### Задание 1
Выведите дословно фрагмент текста для чтения от слов «Академик А.Н. Крылов, директор» до слов «с гибели миллионов.» включительно.

### Текст для чтения
#####
Как ни странно, эфирно-телеграммный эпизод не привел к каким-либо зловредным последствиям: в 1932 году в Академию наук был избран Гамов, а в 1933-м - Гессен (по философским наукам).
В 1934 году, когда ФИАН переехал в Москву, директор С.И. Вавилов пригласил Гессена стать своим заместителем. Некоторые сотрудники приехали из Ленинграда, но основу научного потенциала института Вавилов видел в школе Мандельштама.
В августе 1936 года Гессена арестовали, и вскоре началось "выдавливание" мандельштамовцев из университета. К счастью, им было куда идти - в ФИАН. С. Вавилов тогда публично заявил о своем отношении к Мандельштаму:
…во время формирования института в Москве я на многие уступки пошел, желая, чтобы Леонид Исаакович сосредоточил здесь свою работу. <> Леонид Исаакович не состоит у нас в штате. Он имеет право на такое существование - это право обеспечено ему Академией наук. Может, конечно, показаться странным такой способ работы, когда человек у себя на квартире принимает сотрудников. Я думаю, что со временем положение изменится, но, во всяком случае, и сейчас <> Леонид Исаакович Мандельштам приносит большую пользу. Нам бы хотелось, чтобы он еще больше втянулся в жизнь института, чтобы он знал и другие лаборатории [помимо оптической, теоретической и лаборатории колебаний], критиковал их работу, давал указания. Он - человек необычайно высокого научного уровня.
Академик А.Н. Крылов, директор Физико-математического института, из рук которого Вавилов получил директорство в ФИАНе, говорил: "Замечательный человек Сергей Иванович - создал институт и не побоялся пригласить в него физиков сильнее его самого". Вавилов сознательно искал таких людей.
Тридцать седьмой год
В русском языке "тридцать седьмой" - не просто числительное, это - дважды траурное понятие. Первый траур начался со смерти одного человека, второй - с гибели миллионов.
В конце января 1837 года был смертельно ранен на дуэли Александр Сергеевич Пушкин. Эта смерть - историческое событие для каждого образованного русского, такова роль Пушкина в жизни России. Но роль эту трудно объяснять в англоязычном мире, там нет параллели явлению Пушкина.
Нет параллели и для чумы, упавшей на Россию сто лет спустя. На Западе ее именуют Великим террором, в русском языке просто - Тридцать седьмым годом, хотя фактически речь идет о периоде около двух лет, начавшемся в середине 1936 года. В то время Сахаров входил во взрослую жизнь - в 1938 году он поступил в университет.
Тридцать седьмой год был не первым и не последним валом сталинского террора. Этот вал обрушился более всего на образованные слои населения и отличался непостижимой иррациональностью. Государственная машина террора поглотила указанных Сталиным "врагов народа" из партийно-государственной элиты и вместе с ними миллионы людей, к политике не причастных, - инженеров и ученых, поэтов и актеров, рабочих и крестьян. Общественному зрению были представлены только показательные судебные процессы над высокопоставленными "врагами народа", их клеймили на митингах, о них писали газеты.
#####
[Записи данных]
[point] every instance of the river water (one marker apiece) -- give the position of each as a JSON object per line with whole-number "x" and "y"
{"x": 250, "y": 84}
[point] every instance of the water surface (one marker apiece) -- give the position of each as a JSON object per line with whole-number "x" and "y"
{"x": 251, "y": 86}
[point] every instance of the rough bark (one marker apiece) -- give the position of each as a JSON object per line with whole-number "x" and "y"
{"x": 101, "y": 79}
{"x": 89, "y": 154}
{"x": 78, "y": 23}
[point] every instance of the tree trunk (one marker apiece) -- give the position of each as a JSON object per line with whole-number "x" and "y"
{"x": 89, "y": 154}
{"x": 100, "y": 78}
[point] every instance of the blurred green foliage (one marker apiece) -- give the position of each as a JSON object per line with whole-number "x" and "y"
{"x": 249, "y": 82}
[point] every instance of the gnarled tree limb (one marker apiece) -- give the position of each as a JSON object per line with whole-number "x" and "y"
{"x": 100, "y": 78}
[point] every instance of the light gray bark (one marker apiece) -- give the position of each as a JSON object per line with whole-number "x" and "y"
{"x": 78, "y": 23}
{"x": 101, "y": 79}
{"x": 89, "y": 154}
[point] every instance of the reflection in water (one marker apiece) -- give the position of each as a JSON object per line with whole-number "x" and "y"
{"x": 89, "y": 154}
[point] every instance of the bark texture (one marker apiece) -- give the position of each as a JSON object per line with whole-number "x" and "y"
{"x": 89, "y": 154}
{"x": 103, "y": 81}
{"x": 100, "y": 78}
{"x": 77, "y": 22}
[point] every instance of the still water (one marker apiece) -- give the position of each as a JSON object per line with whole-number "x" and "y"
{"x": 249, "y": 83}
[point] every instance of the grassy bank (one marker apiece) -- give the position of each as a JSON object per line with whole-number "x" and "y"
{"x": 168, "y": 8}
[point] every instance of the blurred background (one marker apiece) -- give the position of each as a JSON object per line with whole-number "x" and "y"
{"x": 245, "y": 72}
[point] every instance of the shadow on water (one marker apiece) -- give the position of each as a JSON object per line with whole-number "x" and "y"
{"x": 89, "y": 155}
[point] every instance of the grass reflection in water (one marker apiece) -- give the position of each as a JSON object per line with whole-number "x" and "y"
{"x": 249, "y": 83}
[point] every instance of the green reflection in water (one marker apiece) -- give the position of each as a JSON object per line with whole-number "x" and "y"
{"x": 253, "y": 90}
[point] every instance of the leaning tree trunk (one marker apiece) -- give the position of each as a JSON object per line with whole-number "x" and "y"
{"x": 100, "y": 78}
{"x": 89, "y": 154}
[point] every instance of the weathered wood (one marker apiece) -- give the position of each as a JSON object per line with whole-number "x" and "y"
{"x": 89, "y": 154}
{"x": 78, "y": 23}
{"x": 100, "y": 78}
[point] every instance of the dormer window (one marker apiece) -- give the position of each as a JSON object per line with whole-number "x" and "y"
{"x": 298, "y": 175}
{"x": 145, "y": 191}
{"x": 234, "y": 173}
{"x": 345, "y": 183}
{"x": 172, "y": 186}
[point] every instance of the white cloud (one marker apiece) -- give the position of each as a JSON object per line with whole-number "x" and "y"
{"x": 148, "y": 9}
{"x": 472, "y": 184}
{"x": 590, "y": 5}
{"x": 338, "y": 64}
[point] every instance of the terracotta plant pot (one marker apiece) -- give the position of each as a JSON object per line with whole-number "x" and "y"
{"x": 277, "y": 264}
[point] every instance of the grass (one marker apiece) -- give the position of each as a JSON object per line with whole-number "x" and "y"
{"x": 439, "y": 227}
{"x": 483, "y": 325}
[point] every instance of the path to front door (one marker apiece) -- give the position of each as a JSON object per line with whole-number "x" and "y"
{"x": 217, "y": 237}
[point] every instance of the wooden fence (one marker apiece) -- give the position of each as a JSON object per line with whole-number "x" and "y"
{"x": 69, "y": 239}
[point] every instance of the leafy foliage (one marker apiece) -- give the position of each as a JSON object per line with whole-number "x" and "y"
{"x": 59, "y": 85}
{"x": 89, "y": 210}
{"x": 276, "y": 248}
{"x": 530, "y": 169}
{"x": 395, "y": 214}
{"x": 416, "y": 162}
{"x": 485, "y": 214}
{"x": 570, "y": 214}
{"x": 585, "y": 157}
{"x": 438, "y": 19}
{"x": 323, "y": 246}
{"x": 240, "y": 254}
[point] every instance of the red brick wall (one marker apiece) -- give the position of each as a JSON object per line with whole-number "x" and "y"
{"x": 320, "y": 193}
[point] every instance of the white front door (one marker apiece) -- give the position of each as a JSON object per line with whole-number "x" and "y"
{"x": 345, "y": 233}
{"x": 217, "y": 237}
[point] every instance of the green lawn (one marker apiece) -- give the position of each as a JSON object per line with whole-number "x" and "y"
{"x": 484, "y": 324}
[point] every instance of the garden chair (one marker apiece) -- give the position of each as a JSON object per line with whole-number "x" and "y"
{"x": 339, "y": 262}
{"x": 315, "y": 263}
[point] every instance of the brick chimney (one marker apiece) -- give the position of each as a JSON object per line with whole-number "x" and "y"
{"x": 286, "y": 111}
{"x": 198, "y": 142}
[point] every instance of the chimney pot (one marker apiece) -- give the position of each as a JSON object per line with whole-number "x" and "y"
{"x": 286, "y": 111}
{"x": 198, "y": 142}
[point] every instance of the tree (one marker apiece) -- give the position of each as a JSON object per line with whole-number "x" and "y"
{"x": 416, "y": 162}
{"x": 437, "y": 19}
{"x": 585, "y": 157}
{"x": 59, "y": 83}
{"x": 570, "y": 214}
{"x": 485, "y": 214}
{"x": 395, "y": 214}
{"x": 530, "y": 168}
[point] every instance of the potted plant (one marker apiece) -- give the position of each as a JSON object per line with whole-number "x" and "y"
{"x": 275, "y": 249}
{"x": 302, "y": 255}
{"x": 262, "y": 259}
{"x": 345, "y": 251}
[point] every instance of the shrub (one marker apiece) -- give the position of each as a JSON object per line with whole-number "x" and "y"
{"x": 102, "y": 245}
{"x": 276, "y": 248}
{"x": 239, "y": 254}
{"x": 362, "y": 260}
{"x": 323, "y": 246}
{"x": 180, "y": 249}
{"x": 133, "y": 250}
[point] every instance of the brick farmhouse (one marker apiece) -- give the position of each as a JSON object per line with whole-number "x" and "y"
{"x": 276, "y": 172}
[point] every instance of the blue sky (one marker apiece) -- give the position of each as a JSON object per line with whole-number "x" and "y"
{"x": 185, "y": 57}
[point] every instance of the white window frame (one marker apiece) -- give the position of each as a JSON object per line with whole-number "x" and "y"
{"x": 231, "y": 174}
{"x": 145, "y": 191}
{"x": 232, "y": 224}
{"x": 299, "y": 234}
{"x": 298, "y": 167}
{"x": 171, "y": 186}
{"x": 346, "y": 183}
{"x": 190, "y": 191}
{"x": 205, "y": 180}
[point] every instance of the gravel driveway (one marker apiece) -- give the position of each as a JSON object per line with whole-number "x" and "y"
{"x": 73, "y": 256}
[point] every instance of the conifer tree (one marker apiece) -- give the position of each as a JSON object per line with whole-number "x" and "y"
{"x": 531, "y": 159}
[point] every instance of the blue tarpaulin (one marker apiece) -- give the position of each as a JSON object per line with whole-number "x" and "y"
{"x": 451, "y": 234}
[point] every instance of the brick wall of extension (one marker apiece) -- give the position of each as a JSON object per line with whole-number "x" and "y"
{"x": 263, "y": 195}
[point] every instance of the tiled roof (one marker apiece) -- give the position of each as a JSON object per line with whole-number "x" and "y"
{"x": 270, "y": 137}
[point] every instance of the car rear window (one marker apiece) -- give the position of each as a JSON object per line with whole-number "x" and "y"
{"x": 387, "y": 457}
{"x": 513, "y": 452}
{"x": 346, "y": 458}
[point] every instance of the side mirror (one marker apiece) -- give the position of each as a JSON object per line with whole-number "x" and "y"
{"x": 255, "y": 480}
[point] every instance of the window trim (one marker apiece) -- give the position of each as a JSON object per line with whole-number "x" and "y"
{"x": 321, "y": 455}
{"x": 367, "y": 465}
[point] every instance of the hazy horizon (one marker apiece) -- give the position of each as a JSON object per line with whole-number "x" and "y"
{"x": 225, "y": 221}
#####
### Задание 2
Верните без изменений строки записей, начиная со строки, содержащей «[point] every instance of the side», и до конца записей включительно.

### Ответ на задание 1
Академик А.Н. Крылов, директор Физико-математического института, из рук которого Вавилов получил директорство в ФИАНе, говорил: "Замечательный человек Сергей Иванович - создал институт и не побоялся пригласить в него физиков сильнее его самого". Вавилов сознательно искал таких людей.
Тридцать седьмой год
В русском языке "тридцать седьмой" - не просто числительное, это - дважды траурное понятие. Первый траур начался со смерти одного человека, второй - с гибели миллионов.

### Ответ на задание 2
[point] every instance of the side mirror (one marker apiece) -- give the position of each as a JSON object per line with whole-number "x" and "y"
{"x": 255, "y": 480}
[point] every instance of the window trim (one marker apiece) -- give the position of each as a JSON object per line with whole-number "x" and "y"
{"x": 321, "y": 455}
{"x": 367, "y": 465}
[point] every instance of the hazy horizon (one marker apiece) -- give the position of each as a JSON object per line with whole-number "x" and "y"
{"x": 225, "y": 221}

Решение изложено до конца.